▶ _Texte extrait_:
++++++++++++++++++++

Deuxièmement, sa découverte géniale et stupéfiante. En acquiesçant avec foi à la métaphore proposée par Jésus – celle des enfants, du pain et des petits chiens – elle voit quelque chose que seule la foi permet de voir : il y a des miettes ! C’est exactement l’inverse du péché originel. Tandis que bassinée par la voix du serpent, Ève ne voyait plus que le manque – n’est-ce pas d’ailleurs cela le jeu du diable qui tourmente sa fille ainsi que nos jeunes générations : « Dieu est contre nous, libère-toi de toute détermination, transgresse les interdits, etc. » ? – la femme, elle, dans son humble acquiescement à la parole de Jésus, voit ce que personne n’avait vu avant elle, il y a des miettes ! C’est cela l’intelligence de la foi.
Une Eglise mariale sera une Église audacieuse, entreprenante, et aussi une Eglise du oui. Et c’est seulement dans cette humble remise de soi à Dieu et à sa volonté qu’elle entreverra les chemins où chacun trouvera le salut.

++++++++++++++++++++

▶ _Entrées fournies_:
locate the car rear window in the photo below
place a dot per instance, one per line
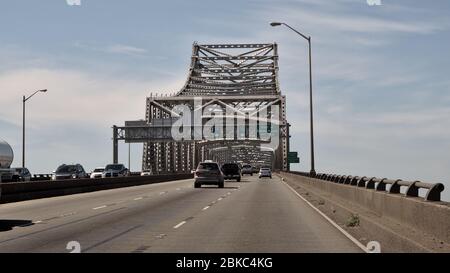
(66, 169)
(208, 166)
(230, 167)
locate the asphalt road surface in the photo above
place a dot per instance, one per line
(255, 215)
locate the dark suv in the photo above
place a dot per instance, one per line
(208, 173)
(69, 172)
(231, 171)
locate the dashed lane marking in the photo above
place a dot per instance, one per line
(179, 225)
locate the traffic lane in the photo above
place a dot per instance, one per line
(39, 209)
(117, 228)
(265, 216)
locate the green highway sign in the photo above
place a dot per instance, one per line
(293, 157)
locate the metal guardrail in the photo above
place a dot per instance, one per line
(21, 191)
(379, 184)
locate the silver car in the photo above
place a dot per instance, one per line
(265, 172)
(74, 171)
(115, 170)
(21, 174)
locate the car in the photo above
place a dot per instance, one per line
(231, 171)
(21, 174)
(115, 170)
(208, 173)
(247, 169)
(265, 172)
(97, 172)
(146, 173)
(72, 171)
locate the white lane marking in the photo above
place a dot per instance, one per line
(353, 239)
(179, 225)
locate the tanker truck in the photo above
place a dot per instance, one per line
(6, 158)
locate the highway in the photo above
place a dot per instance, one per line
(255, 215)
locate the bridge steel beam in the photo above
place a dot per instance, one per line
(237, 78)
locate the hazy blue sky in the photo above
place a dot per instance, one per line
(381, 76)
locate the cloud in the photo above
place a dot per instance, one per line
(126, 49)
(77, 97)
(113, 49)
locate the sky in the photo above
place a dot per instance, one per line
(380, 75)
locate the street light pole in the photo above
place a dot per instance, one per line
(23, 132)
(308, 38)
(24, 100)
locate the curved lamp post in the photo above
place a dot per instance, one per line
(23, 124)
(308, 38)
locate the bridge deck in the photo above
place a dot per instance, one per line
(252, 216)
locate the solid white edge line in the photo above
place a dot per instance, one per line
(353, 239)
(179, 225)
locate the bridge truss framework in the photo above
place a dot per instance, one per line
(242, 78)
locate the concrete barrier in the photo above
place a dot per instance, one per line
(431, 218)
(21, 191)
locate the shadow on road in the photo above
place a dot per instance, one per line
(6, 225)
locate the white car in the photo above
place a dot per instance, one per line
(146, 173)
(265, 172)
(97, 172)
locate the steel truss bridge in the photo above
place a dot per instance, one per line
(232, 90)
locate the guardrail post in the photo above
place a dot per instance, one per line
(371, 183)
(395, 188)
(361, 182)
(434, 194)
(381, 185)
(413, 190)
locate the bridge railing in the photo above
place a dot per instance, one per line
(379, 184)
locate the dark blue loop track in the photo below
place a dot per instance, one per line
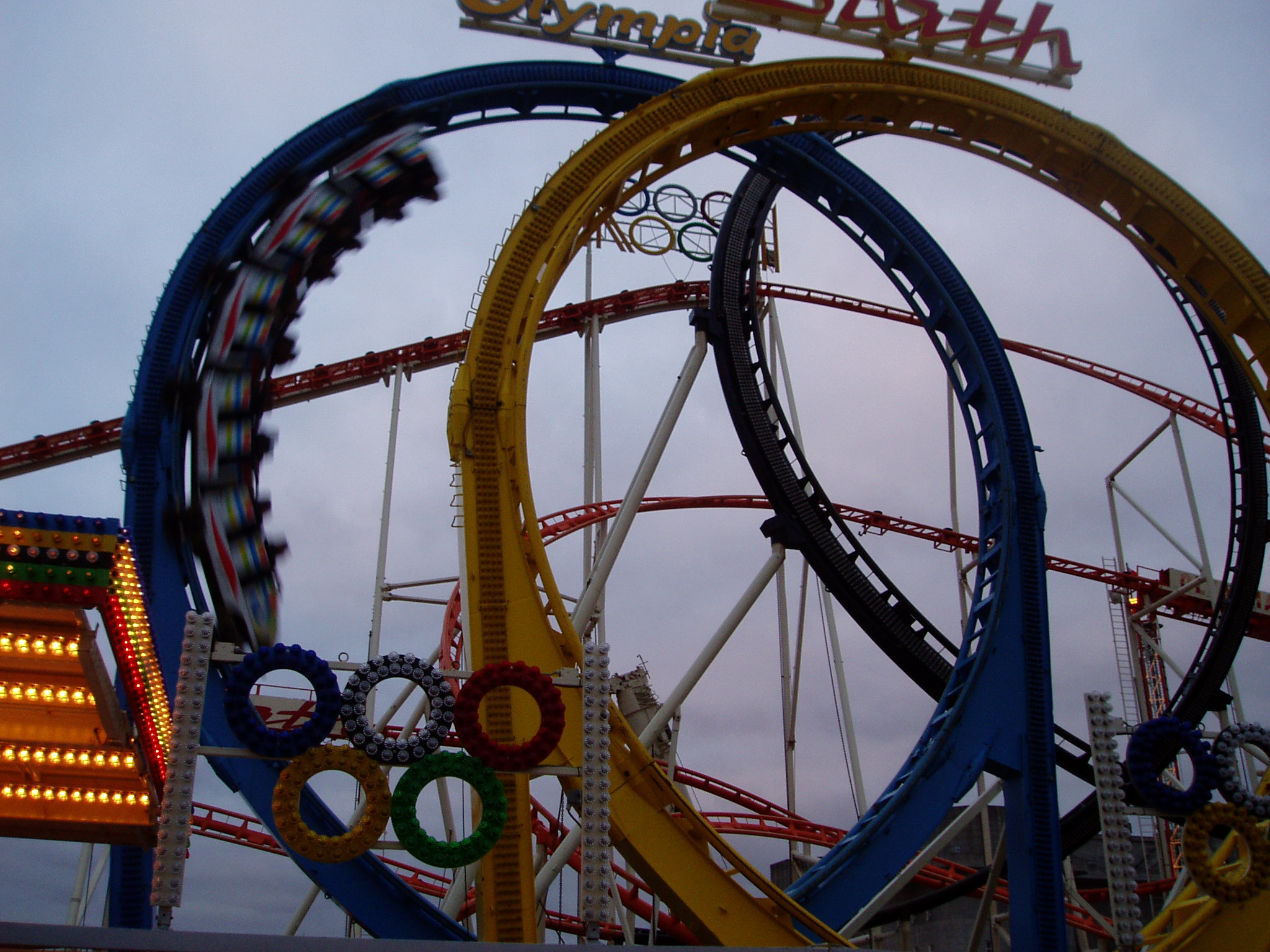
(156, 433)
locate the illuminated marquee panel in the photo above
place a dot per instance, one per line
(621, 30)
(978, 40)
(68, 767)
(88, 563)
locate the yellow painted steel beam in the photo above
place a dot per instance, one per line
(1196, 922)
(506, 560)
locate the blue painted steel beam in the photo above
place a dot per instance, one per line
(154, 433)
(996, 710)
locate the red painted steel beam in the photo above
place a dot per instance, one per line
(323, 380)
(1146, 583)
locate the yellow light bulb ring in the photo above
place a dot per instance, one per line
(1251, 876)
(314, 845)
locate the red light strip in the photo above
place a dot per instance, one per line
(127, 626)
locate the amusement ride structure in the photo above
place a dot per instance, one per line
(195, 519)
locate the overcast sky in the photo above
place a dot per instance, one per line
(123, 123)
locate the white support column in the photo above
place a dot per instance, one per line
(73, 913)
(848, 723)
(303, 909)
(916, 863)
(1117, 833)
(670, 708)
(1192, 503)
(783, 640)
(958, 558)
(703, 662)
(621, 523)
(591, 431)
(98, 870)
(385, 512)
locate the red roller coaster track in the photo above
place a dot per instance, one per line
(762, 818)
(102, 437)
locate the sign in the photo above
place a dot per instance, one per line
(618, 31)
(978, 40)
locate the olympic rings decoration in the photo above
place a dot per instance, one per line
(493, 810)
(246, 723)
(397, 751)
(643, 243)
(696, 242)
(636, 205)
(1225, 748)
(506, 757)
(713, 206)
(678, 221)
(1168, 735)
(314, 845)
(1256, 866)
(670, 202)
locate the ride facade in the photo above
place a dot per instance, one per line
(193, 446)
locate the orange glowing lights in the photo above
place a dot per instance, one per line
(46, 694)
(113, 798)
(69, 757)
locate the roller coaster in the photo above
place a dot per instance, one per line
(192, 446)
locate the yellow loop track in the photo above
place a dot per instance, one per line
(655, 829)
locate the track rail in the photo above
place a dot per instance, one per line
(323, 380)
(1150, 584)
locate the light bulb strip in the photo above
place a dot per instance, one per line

++++++++++++++++++++

▶ _Consignes et exigences_: Selon le texte extrait, que voit la femme que personne n'avait vu avant elle ?

▶ _Solution de la tâche_: Elle voit qu'il y a des miettes.